--- start Records shown ---

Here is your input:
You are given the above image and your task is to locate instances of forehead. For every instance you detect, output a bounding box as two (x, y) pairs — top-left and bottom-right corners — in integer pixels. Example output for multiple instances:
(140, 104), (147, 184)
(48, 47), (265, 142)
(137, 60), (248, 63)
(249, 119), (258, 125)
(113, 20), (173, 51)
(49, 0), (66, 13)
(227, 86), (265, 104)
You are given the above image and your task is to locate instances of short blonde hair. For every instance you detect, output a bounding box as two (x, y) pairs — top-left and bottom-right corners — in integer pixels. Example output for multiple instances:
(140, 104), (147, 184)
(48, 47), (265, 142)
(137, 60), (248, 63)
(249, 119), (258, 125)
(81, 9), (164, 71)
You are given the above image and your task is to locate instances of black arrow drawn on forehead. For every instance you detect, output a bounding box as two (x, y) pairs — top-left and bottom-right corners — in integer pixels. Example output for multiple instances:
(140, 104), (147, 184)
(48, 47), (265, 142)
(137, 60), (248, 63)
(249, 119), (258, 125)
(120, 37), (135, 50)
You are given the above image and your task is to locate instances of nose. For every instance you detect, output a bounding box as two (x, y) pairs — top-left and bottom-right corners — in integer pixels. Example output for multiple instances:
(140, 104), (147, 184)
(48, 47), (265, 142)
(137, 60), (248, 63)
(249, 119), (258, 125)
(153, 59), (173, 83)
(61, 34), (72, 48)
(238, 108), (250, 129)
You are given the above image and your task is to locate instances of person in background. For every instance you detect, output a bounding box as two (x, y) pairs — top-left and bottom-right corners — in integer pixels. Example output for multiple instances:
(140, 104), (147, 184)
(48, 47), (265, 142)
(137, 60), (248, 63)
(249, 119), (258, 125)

--- end Records shown ---

[Instructions to follow]
Reproduce all the lines above, substituting "whole-number pixel units" for every occurrence of "integer pixels" and leaving everything else untouched.

[Output for this task]
Here is your input:
You are given the above image and your task is to locate instances of forehead. For every instance you detect, output a bounding box as two (x, y) pairs — top-left and bottom-right corners — in whole-number pixel units. Example output for multiple instances:
(140, 104), (147, 184)
(48, 47), (265, 142)
(137, 60), (248, 63)
(249, 119), (258, 125)
(113, 20), (173, 51)
(49, 0), (66, 13)
(227, 86), (265, 104)
You are given the above image and your task is to locate instances of short blonde hair. For every instance you detect, output a bounding box as two (x, y) pairs — top-left and bottom-right corners — in whole-number pixel units. Example output for multiple instances:
(140, 104), (147, 184)
(48, 47), (265, 142)
(137, 60), (248, 63)
(249, 119), (258, 125)
(81, 9), (164, 71)
You are given the above image and your task is to locate instances of black arrow drawn on forehead. For every instance you detect, output a bounding box as two (x, y) pairs — top-left and bottom-right corners — in whole-number pixel units. Example output for multiple instances:
(140, 104), (147, 184)
(48, 47), (265, 142)
(137, 60), (248, 63)
(249, 119), (258, 125)
(120, 37), (135, 50)
You are given the above image and your task is to locate instances of nose. For every instance you detect, output a bounding box as two (x, y) pairs — top-left and bottom-right corners — in whole-number pixel units. Example output for multiple instances:
(140, 104), (147, 184)
(48, 47), (265, 142)
(137, 60), (248, 63)
(249, 119), (258, 125)
(153, 59), (173, 83)
(61, 34), (72, 48)
(238, 108), (250, 129)
You are given the above image and your task is to locate instances of person in background. For every instance you detect, output a bounding box as two (x, y) pairs — top-left and bottom-right corners — in whole-number pixel units. Example output for multiple instances:
(140, 104), (147, 184)
(48, 47), (265, 142)
(137, 60), (248, 63)
(249, 119), (258, 125)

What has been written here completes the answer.